What this task involves
Continue the loan guaranty provisions on reinstatement and taxes, starting right after their last sentence.

Extract to read
========================================

Reinstatement; Stay of
Acceleration
. If at any time any payment of any portion of the
Guaranteed Obligations is rescinded or must otherwise be restored or returned
upon the insolvency, bankruptcy, or reorganization of the Borrower or otherwise,
each Loan Guarantor’s obligations under this Loan Guaranty with respect to that
payment shall be reinstated at such time as though the payment had not been made
and whether or not the Administrative Agent and the Lenders are in possession of
this Loan Guaranty. If acceleration of the time for payment of any of the
Guaranteed Obligations is stayed upon the insolvency, bankruptcy or
reorganization of the Borrower, all such amounts otherwise subject to
acceleration under the terms of any agreement relating to the Guaranteed
Obligations shall nonetheless be payable by the Loan Guarantors forthwith on
demand by the Lender.
SECTION 10.07.
Taxes
. All
payments of the Guaranteed Obligations will be made by each Loan Guarantor free
and clear of and without deduction for any Indemnified Taxes or Other Taxes;
provided
that
if any Loan Guarantor shall be required to deduct any Indemnified Taxes or Other
Taxes from such payments, then (i) the sum payable shall be increased as
necessary so that after making all required deductions (including deductions
applicable to additional sums payable under this Section) the Administrative
Agent or Lender (as the case may be) receives an amount equal to the sum it
would have received had no such deductions been made, (ii) such Loan
Guarantor shall make such deductions and (iii) such Loan Guarantor shall
pay the full amount deducted to the relevant Governmental Authority in
accordance with applicable law.

========================================

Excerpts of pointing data
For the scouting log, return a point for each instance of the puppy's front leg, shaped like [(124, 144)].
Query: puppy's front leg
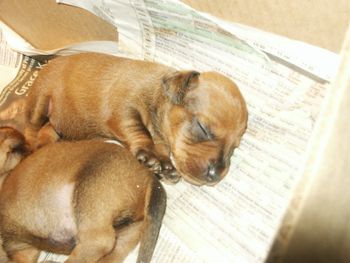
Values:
[(131, 132)]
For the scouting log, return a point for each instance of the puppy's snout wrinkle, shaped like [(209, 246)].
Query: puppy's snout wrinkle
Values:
[(214, 172)]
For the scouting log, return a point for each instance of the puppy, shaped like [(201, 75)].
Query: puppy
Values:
[(157, 112), (91, 200)]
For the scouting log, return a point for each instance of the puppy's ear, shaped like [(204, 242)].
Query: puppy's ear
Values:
[(175, 85), (11, 141)]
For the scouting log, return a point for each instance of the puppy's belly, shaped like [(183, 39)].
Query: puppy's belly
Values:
[(54, 215), (77, 128)]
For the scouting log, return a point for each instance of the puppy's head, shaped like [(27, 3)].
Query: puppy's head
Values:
[(12, 148), (204, 124)]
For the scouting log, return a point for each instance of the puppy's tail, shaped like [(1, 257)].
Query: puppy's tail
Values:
[(154, 212)]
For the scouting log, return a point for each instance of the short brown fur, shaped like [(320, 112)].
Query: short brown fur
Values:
[(91, 200), (158, 113)]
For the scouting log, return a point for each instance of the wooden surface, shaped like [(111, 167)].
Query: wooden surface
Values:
[(47, 25), (318, 22)]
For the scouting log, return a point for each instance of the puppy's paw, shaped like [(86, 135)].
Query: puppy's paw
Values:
[(168, 174), (148, 159)]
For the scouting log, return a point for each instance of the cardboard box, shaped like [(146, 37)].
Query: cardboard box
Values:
[(322, 233)]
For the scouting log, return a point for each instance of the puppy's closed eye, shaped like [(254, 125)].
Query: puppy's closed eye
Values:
[(200, 131)]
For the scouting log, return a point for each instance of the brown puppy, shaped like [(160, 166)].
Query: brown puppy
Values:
[(155, 111), (10, 142), (89, 199)]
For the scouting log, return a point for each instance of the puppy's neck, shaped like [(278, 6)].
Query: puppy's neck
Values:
[(3, 177), (158, 112)]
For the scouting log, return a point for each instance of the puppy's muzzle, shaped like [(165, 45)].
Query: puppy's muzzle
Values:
[(215, 172)]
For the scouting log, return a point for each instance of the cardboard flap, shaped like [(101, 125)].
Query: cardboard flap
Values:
[(48, 25)]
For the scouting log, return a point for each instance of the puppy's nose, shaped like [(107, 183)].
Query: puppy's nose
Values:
[(213, 172)]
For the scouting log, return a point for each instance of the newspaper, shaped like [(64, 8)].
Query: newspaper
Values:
[(284, 87)]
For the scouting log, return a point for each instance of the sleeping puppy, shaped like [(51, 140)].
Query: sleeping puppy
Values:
[(195, 119), (90, 200)]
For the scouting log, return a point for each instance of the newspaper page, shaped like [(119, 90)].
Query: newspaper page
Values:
[(235, 221), (18, 73)]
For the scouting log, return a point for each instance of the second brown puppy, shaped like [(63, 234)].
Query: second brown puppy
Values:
[(91, 200), (195, 119)]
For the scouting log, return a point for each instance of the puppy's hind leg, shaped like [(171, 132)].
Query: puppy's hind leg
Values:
[(127, 239), (36, 112), (21, 252), (94, 244)]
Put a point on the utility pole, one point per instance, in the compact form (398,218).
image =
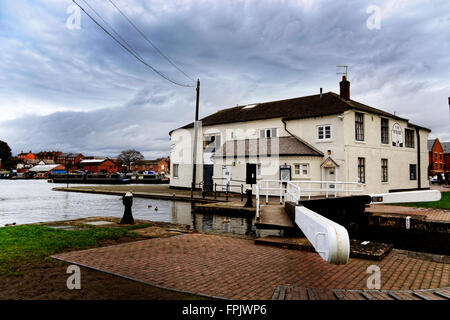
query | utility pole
(194,157)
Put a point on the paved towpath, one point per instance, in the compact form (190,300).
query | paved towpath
(236,268)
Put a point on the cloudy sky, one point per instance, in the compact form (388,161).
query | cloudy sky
(76,90)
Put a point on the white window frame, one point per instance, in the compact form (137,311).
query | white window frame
(300,170)
(175,170)
(323,126)
(271,130)
(258,169)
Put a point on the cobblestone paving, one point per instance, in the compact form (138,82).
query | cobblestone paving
(236,268)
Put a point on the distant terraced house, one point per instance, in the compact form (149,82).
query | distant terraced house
(322,137)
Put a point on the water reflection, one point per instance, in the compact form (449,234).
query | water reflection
(29,201)
(182,212)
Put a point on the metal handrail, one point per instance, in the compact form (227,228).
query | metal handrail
(259,188)
(331,187)
(293,190)
(228,188)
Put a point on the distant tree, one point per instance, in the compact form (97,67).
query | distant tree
(129,156)
(5,155)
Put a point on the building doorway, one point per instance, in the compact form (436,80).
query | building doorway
(208,170)
(226,175)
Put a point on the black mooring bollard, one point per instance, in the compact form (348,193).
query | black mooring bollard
(249,203)
(127,201)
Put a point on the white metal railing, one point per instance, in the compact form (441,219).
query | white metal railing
(327,188)
(293,190)
(266,186)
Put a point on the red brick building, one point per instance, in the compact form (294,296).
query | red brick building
(70,159)
(48,155)
(26,156)
(436,160)
(99,166)
(446,148)
(160,165)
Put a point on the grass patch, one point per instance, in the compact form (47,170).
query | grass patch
(444,203)
(21,245)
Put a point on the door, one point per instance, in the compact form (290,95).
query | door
(330,175)
(226,174)
(208,170)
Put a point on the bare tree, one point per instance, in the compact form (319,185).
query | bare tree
(129,156)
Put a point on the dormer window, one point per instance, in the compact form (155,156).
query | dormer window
(211,142)
(324,132)
(268,133)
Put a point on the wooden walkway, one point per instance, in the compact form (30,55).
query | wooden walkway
(274,217)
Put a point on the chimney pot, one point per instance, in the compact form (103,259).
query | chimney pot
(345,88)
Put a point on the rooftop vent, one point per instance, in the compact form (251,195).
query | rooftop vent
(250,106)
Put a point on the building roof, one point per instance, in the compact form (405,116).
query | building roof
(95,162)
(145,162)
(92,161)
(287,146)
(289,109)
(69,155)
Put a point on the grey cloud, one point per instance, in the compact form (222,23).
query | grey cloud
(243,52)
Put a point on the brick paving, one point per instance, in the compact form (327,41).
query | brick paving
(236,268)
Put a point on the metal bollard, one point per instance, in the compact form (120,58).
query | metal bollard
(127,201)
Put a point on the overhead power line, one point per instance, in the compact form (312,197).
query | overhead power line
(149,41)
(131,51)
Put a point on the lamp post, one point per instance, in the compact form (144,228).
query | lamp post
(194,157)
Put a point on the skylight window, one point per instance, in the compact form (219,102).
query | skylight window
(250,106)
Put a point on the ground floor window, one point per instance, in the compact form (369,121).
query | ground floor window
(412,172)
(301,170)
(384,172)
(362,170)
(175,170)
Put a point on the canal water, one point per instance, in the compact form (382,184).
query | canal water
(30,201)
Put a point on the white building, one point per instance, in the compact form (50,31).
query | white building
(324,137)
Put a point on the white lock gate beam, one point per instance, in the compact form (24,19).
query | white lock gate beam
(329,239)
(407,196)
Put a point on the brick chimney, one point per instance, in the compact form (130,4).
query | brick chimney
(345,88)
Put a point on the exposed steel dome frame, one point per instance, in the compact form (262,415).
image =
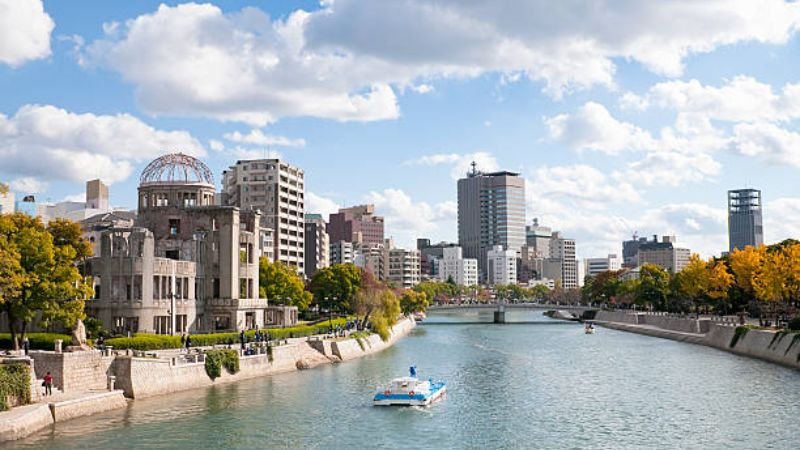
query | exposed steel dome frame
(176,168)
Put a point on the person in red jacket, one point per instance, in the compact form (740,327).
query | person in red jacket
(48,384)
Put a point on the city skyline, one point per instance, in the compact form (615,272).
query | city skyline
(646,134)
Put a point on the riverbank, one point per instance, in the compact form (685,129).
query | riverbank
(768,345)
(132,378)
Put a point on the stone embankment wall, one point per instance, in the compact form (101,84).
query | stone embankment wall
(773,346)
(350,348)
(74,371)
(147,377)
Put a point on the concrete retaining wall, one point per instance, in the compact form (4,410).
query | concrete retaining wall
(761,344)
(146,377)
(74,371)
(757,344)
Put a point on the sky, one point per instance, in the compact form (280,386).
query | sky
(624,117)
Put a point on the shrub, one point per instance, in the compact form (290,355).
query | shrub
(146,342)
(38,341)
(217,359)
(739,334)
(15,381)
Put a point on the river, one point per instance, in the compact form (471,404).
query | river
(509,386)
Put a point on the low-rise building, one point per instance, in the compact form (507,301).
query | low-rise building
(501,265)
(595,266)
(453,266)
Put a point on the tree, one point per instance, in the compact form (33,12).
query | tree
(377,304)
(334,287)
(281,284)
(653,286)
(693,280)
(719,281)
(412,301)
(746,265)
(50,285)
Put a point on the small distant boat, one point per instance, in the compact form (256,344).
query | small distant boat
(410,391)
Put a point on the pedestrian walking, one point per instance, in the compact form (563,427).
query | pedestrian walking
(48,384)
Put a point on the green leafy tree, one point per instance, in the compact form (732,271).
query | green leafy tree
(653,286)
(281,284)
(412,301)
(335,286)
(50,284)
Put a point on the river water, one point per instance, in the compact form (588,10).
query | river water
(545,385)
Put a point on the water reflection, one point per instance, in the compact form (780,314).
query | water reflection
(512,386)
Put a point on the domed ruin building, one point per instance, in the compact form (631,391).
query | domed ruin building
(187,264)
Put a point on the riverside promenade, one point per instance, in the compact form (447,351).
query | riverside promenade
(775,346)
(90,383)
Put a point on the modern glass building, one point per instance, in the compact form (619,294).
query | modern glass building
(744,219)
(491,211)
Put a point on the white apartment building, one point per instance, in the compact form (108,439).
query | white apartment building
(595,266)
(341,252)
(452,265)
(317,247)
(277,189)
(501,265)
(402,267)
(563,250)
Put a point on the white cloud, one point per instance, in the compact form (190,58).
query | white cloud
(80,198)
(776,145)
(593,128)
(423,88)
(24,31)
(672,169)
(460,163)
(341,61)
(781,219)
(319,204)
(28,185)
(742,99)
(46,141)
(579,186)
(258,137)
(406,219)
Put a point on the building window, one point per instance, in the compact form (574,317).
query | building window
(161,324)
(174,227)
(222,323)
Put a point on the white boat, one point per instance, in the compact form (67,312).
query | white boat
(409,391)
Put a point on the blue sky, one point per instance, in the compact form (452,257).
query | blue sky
(622,117)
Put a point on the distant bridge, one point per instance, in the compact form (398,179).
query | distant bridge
(500,308)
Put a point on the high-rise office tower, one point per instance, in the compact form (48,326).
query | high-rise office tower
(744,219)
(491,211)
(317,244)
(277,190)
(357,224)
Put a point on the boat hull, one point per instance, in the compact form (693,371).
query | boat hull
(402,399)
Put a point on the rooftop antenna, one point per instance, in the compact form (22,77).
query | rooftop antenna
(474,171)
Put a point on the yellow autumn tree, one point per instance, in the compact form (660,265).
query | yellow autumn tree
(719,281)
(746,264)
(693,280)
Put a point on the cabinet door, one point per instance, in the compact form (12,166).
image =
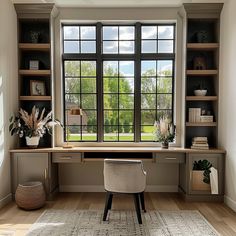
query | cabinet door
(30,167)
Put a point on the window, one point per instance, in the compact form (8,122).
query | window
(122,76)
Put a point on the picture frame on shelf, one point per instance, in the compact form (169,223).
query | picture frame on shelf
(37,88)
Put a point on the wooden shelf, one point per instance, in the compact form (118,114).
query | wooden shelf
(201,124)
(35,72)
(201,98)
(35,98)
(34,46)
(202,72)
(202,46)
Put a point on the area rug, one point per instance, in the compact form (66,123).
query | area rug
(121,223)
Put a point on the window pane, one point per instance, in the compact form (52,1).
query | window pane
(88,32)
(72,85)
(164,101)
(148,68)
(126,85)
(164,67)
(148,117)
(110,101)
(147,133)
(71,32)
(71,47)
(126,101)
(149,46)
(88,85)
(148,101)
(126,117)
(89,133)
(110,47)
(72,68)
(165,32)
(89,101)
(72,100)
(148,85)
(126,32)
(110,85)
(111,118)
(126,68)
(164,85)
(88,47)
(149,32)
(88,68)
(110,33)
(110,68)
(165,46)
(126,47)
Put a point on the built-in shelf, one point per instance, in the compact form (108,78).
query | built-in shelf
(35,98)
(201,124)
(34,46)
(201,98)
(202,72)
(35,72)
(203,46)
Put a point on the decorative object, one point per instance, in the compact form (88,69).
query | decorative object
(200,92)
(33,64)
(33,125)
(34,36)
(72,111)
(164,132)
(89,222)
(199,63)
(30,195)
(37,88)
(201,175)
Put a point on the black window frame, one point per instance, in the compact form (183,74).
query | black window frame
(137,57)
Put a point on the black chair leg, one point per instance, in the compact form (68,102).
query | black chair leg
(107,205)
(142,201)
(137,207)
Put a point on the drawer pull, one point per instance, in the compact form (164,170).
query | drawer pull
(170,158)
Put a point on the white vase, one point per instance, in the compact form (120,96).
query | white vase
(32,142)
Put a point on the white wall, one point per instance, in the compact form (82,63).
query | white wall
(227,111)
(8,91)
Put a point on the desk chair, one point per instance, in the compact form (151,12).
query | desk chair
(124,176)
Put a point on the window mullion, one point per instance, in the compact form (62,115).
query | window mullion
(137,84)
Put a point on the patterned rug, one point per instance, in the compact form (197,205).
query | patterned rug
(121,223)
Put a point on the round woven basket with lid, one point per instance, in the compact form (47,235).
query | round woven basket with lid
(30,195)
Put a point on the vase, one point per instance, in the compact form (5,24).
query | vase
(32,142)
(165,144)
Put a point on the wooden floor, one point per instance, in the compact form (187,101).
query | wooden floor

========================================

Exercise response
SECTION 10.08.
Maximum
Liability
. The provisions of this Loan Guaranty are severable,
and in any action or proceeding involving any state corporate law, or any state,
federal or foreign bankruptcy, insolvency, reorganization or other law affecting
the rights of creditors generally, if the obligations of any Loan Guarantor
under this Loan Guaranty would otherwise be held or determined to be avoidable,
invalid or unenforceable on account of the amount of such Loan Guarantor’s
liability under this Loan Guaranty, then, notwithstanding any other provision of
this Loan Guaranty to the contrary, the amount of such liability shall, without
any further action by the Loan Guarantors or the Lenders, be automatically
limited and reduced to the highest amount that is valid and enforceable as
determined in such action or proceeding (such highest amount determined
hereunder being the relevant Loan Guarantor’s “
Maximum
Liability
”. This Section with respect to the Maximum Liability
of each Loan Guarantor is intended solely to preserve the rights of the Lenders
to the maximum extent not subject to avoidance under applicable law, and no Loan
Guarantor nor any other person or entity shall have any right or claim under
this Section with respect to such Maximum Liability, except to the extent
necessary so that the obligations of any Loan Guarantor hereunder shall not be
rendered voidable under applicable law. Each Loan Guarantor agrees that the
Guaranteed Obligations may at any time and from time to time exceed the Maximum
Liability of each Loan Guarantor without impairing this Loan Guaranty or
affecting the rights and remedies of the Lenders hereunder,
provided
that,
nothing in this sentence shall be construed to increase any Loan Guarantor’s
obligations hereunder beyond its Maximum Liability.
SECTION 10.09.
Contribution
. In
the event any Loan Guarantor (a “
Paying Guarantor
”)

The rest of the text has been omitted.